## STUDY MATERIAL
··········
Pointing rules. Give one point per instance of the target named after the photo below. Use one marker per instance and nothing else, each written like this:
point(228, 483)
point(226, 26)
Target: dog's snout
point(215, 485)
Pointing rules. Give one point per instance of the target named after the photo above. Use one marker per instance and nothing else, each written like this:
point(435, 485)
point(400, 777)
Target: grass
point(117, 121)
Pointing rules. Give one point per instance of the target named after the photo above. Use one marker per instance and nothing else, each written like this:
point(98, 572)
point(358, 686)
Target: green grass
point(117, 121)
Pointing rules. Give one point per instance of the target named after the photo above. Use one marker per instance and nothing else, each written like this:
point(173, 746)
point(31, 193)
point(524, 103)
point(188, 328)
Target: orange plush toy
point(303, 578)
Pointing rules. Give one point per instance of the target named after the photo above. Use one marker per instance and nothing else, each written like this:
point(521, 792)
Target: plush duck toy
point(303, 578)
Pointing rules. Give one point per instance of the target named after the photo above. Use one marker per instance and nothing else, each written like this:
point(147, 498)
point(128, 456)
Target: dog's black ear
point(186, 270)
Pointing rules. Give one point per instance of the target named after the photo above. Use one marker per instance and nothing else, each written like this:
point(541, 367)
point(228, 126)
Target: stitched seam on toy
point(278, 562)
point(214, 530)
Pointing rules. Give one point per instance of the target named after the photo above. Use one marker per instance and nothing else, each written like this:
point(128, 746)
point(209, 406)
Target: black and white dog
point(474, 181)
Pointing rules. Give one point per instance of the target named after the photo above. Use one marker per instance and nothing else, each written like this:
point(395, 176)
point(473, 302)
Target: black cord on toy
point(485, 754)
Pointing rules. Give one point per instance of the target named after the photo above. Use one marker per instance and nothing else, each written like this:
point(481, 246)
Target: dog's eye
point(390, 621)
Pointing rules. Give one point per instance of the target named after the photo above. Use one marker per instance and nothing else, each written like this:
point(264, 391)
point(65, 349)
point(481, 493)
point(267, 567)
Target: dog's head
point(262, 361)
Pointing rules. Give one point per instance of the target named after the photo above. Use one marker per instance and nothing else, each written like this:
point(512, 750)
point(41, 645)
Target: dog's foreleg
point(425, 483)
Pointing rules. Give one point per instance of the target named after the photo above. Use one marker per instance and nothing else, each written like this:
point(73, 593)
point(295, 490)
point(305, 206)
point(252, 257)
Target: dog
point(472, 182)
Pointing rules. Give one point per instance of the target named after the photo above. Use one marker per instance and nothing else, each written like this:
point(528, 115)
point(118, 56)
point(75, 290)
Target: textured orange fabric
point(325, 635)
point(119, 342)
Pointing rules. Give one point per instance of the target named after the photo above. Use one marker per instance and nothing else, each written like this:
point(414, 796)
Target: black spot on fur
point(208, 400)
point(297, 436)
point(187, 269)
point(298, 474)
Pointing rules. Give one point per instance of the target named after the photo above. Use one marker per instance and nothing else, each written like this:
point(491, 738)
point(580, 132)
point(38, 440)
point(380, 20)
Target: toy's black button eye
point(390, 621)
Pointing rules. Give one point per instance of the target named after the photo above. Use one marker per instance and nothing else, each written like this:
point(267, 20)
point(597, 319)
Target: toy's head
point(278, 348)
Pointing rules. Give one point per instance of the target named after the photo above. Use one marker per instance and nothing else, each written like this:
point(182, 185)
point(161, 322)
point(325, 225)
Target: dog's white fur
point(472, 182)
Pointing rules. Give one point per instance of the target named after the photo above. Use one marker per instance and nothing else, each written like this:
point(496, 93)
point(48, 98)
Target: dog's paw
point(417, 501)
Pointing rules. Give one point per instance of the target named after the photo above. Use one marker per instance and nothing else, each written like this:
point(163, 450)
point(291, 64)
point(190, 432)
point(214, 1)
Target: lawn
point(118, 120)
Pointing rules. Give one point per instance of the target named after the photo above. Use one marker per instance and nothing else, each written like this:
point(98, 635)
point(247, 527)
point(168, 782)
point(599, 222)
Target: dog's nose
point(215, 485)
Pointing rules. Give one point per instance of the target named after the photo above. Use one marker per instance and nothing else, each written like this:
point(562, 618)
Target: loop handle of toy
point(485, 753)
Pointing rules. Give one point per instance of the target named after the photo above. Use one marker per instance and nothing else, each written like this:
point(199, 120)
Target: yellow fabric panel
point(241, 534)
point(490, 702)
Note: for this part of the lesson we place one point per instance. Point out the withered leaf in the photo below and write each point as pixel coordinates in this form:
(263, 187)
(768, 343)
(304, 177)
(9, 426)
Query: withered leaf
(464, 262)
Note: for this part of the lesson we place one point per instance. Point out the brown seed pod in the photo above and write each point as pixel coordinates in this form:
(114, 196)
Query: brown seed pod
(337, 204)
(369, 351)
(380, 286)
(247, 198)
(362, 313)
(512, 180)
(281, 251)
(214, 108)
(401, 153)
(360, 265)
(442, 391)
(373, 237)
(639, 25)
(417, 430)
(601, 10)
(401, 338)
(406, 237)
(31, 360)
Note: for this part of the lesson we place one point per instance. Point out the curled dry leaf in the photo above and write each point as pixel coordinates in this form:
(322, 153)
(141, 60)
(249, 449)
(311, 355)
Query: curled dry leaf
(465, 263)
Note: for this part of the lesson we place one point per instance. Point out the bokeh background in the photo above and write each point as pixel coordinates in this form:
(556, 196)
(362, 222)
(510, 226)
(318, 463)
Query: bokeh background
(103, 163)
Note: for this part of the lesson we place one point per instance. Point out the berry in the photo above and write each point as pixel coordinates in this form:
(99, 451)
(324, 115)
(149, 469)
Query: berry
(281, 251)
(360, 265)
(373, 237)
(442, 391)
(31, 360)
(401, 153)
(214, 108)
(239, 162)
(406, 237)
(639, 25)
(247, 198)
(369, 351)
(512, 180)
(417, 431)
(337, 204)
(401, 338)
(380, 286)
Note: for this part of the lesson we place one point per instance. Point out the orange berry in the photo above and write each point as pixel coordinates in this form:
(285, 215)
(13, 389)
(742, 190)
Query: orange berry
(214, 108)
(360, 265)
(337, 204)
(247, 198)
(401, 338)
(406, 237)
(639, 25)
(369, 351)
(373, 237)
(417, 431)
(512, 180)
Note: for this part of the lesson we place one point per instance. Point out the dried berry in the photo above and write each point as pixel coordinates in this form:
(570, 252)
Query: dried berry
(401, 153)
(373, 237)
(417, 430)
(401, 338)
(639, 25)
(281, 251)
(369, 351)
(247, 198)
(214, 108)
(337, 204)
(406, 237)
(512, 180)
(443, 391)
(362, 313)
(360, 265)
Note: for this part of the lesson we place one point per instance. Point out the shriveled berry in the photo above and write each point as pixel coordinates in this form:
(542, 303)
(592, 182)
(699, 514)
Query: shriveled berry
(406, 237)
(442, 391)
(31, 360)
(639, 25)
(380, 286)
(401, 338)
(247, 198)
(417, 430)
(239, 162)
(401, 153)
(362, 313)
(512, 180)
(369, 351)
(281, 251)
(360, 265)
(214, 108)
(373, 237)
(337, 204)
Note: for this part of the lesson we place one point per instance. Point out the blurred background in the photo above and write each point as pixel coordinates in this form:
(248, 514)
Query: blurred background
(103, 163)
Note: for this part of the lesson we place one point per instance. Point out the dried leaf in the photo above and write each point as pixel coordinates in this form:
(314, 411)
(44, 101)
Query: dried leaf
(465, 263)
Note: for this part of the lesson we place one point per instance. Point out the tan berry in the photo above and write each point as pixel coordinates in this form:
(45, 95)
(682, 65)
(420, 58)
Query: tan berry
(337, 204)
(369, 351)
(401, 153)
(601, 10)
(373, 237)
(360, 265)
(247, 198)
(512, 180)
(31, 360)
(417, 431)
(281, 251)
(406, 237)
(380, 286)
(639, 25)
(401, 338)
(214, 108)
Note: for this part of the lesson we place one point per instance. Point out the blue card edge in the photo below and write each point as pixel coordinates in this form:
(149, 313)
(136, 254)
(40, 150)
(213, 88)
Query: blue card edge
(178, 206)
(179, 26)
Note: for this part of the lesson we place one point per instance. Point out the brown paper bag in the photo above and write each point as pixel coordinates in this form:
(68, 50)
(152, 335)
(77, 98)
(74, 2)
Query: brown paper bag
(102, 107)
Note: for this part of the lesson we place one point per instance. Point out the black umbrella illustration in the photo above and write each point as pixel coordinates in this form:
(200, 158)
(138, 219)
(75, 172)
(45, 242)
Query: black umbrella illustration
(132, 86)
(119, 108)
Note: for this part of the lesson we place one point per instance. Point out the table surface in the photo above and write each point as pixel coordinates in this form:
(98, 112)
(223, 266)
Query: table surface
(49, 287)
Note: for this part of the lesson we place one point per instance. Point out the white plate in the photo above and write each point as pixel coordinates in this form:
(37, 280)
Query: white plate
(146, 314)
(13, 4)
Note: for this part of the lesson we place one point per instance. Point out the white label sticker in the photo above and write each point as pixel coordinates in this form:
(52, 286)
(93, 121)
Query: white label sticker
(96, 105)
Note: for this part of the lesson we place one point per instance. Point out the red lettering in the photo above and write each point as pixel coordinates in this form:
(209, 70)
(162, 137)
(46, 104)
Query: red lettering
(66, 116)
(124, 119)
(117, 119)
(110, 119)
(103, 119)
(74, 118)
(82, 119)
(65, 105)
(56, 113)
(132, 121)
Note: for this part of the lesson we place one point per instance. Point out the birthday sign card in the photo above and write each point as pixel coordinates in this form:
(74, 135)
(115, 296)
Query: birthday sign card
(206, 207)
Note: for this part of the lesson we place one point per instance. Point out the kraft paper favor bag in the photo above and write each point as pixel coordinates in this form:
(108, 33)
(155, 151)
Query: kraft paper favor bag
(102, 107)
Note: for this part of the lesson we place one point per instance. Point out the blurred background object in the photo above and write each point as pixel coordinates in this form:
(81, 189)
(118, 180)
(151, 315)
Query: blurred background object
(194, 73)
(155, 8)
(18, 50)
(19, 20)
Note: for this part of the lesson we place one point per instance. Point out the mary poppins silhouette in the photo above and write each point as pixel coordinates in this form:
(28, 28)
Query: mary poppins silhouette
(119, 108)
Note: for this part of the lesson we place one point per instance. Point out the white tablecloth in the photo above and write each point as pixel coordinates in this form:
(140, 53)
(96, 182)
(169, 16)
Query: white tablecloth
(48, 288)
··········
## WHAT YOU NEED TO DO
Check each line of the listing for "below", and copy the ones that hold it.

## RESULT OF THIS TASK
Pointing rules. Give one point per instance of the target named after the photo below. Use one marker per instance and nothing else, each written like this:
Note: for this part of the lesson we place one point per instance. Point out the withered leaf in the photo below and write each point as pixel coordinates in this form:
Note: for this part of the lesson we place one point per instance. Point out the blue card edge in the photo below and write each point as pixel coordinates in this form:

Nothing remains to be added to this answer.